=== TEKS HALAMAN ===
################
1285 – 1522 : Kesultanan Sumadera Pasai
Didirikan oleh orang-orang Batak Gajo. Ber-Agama Islam Mazhab Sjafi’i. Itulah yang pertama Kesultanan (Keradjaan Islam) yang asli dan yang Nasional Indonesia. Teratur berupa Hereditary Monarchy. Sangat besar berjasa, mengembangkan Agama Islam Mazhab Sjafi’i. Sehingga kini Indonesia dan Malaya ber-Agama Islam Mazhab Sjafi’i, dan ber-Agama Islam Mzhab Sji’ah seperti Pakistan.
Kesultanan Samudera Pasai serta Kesultanan Aru Barumun
Sultan Malik Us Saleh lahir Pagan di Nagur di Tanah Batak Gajo. Sebelum masuk Islam selaku prajurit Kesultanan Daya Pasai, Iskandar Malik bernama Marah Silu. Artinya : Meurah (Clan Chief) dari orang-orang Batak Gajo dari Marga Silu. Sial sekali bahwa Iskandar Malik alias Malik Silu terpaksa tattooned on his face, dengan tanda-tanda dari Putra Radja Marga Silu. Life-time tidak terhapus.
Iskandar Malik alias Marah Silu sangat suka pula makan cacing. No wonder, bahwa Laksamana Ismail As Siddik semula sangat ragu-ragu didekati oleh Iskandar Malik alias Marah Silu, sambil anak-anak buahnya enak saja consuming jenazah dari Sultan Bahaudin Al Kamil. Akan tetapi : Iskandar Malik alias Marah Silu selaku bekas prajurit Kesultanan Daya Pasai, pandai luar kepala 30 Djuz mengaji Qur’an. Memang Bangsa Batak bangsa aneh. Tersiar kabar di kalangan orang-orang Mesir Mamaluk Dynasty, bahwa : Iskandar Malik alias Marah Silu, the tattlooned and cannibalistic worm connoisseur, mendadak pandai mengaji Qur’an, karena lidahnya diludahi oleh Tuhan, Allah Ta’ala SWA. Marah Silu alias Iskandar Malik di dalam waktu sehari semalam saja, sudah pula paham Figh Sjafi’I, belajar dari Laksamana Ismail As Siddik. Memang orang Batak kepala batu.
################
=== KUMPULAN DATA ===
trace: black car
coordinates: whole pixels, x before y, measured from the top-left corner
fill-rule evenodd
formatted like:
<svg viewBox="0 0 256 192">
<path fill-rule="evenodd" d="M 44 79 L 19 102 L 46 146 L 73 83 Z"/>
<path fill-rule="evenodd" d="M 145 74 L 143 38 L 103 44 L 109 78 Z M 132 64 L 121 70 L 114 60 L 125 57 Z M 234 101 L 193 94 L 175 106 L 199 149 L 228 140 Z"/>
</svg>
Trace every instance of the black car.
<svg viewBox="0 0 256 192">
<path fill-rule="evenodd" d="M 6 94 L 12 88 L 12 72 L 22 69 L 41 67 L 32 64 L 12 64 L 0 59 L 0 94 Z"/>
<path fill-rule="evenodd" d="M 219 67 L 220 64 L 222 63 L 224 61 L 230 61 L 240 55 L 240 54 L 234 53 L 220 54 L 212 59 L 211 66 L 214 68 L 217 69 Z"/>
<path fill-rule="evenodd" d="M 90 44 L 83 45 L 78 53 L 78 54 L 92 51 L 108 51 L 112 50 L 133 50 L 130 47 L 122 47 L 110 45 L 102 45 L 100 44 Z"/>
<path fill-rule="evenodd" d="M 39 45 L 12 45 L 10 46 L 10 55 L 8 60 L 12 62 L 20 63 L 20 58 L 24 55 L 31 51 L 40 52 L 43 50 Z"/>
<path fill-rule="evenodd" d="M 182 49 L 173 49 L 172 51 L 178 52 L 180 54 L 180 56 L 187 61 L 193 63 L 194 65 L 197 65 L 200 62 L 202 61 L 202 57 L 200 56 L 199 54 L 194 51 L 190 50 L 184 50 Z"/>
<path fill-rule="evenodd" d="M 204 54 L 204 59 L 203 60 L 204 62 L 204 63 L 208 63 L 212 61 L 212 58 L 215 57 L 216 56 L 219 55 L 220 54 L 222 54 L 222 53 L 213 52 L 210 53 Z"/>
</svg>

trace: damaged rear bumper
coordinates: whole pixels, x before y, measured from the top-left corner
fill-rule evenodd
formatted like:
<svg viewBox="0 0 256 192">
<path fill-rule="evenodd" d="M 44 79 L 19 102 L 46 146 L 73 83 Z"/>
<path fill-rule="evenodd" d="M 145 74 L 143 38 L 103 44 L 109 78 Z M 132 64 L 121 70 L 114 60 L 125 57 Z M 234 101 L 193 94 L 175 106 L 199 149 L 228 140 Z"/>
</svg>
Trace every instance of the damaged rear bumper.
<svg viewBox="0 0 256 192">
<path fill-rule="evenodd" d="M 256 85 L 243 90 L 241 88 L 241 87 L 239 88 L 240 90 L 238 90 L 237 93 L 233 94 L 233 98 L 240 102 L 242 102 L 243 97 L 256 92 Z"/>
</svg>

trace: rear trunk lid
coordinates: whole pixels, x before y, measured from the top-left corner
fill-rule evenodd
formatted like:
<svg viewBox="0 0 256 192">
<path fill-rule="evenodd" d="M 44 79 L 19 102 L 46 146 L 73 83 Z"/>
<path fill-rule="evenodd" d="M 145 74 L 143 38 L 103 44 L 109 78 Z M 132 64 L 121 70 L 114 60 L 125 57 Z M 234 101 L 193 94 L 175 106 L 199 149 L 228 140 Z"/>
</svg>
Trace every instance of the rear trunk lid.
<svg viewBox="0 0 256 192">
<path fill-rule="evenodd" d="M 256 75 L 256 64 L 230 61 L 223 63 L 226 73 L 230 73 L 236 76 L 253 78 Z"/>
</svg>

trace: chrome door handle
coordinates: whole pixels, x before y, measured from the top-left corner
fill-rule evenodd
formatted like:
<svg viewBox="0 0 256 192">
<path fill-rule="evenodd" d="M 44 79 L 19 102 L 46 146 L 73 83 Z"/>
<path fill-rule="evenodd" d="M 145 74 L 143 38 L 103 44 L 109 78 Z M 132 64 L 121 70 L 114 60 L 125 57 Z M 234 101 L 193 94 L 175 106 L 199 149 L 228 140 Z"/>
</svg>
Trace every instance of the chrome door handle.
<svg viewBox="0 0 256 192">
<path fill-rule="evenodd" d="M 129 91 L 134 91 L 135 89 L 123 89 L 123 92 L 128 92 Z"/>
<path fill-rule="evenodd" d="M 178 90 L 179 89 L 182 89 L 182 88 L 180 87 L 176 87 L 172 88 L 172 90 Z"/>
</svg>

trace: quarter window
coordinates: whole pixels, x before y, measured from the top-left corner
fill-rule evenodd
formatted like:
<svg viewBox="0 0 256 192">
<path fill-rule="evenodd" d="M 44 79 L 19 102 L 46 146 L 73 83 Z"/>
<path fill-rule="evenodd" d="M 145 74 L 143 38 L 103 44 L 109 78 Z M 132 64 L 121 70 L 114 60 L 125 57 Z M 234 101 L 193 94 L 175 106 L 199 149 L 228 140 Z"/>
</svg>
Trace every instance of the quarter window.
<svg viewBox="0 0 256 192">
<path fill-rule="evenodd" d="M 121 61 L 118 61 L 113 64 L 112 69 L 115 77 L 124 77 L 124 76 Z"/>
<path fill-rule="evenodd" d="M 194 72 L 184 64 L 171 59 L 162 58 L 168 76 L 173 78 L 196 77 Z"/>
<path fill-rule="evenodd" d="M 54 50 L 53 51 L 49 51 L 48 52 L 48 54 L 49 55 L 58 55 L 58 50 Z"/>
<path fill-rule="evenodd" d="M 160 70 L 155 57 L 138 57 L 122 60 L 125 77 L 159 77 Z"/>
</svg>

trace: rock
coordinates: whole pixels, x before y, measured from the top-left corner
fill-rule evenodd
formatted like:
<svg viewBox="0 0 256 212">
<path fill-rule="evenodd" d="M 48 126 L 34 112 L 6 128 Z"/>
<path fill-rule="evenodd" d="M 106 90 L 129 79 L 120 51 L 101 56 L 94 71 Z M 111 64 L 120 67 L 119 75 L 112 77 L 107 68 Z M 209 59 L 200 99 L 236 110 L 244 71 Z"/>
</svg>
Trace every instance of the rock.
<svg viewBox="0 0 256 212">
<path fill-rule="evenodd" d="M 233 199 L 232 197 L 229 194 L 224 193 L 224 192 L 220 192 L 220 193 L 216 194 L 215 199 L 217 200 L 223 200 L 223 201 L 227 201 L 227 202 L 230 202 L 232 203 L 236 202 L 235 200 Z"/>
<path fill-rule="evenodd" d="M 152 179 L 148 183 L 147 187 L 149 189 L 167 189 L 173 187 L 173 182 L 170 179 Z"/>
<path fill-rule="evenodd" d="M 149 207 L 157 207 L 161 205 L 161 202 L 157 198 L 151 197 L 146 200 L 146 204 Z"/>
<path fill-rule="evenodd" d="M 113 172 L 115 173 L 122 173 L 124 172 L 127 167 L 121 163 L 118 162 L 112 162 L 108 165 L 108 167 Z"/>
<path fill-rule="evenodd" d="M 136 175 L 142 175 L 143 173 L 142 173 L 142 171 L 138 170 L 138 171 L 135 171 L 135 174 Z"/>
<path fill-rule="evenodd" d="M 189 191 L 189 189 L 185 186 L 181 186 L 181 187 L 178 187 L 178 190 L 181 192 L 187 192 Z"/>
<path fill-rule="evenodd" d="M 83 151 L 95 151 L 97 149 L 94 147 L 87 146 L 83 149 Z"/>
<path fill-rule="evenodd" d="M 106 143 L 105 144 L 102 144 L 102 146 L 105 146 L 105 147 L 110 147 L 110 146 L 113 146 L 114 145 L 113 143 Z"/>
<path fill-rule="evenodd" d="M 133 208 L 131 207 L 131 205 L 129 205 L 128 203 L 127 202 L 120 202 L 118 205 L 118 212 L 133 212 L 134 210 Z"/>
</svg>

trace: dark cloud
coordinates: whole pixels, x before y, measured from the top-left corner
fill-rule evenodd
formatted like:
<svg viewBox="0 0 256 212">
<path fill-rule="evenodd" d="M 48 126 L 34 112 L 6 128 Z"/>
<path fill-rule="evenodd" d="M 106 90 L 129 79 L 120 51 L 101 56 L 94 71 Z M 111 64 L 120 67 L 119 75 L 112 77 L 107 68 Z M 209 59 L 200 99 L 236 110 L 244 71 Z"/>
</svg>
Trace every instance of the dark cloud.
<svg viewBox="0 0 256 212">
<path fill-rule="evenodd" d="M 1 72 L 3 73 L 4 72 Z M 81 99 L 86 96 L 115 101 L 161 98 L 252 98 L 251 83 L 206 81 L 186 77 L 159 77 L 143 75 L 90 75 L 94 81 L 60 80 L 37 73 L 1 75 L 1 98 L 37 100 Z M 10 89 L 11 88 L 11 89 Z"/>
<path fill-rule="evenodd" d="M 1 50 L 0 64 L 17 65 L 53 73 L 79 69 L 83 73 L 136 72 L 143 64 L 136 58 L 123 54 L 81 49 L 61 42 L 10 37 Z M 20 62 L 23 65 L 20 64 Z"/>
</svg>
################
Jawablah pertanyaan berikut berdasarkan teks halaman.
(a) Mazhab apa yang dianut Kesultanan Sumadera Pasai?
(b) Siapa nama Iskandar Malik sebelum masuk Islam?
(c) Dari siapa Marah Silu belajar dalam waktu sehari semalam?

(a) Agama Islam Mazhab Sjafi'i.
(b) Marah Silu.
(c) Dari Laksamana Ismail As Siddik.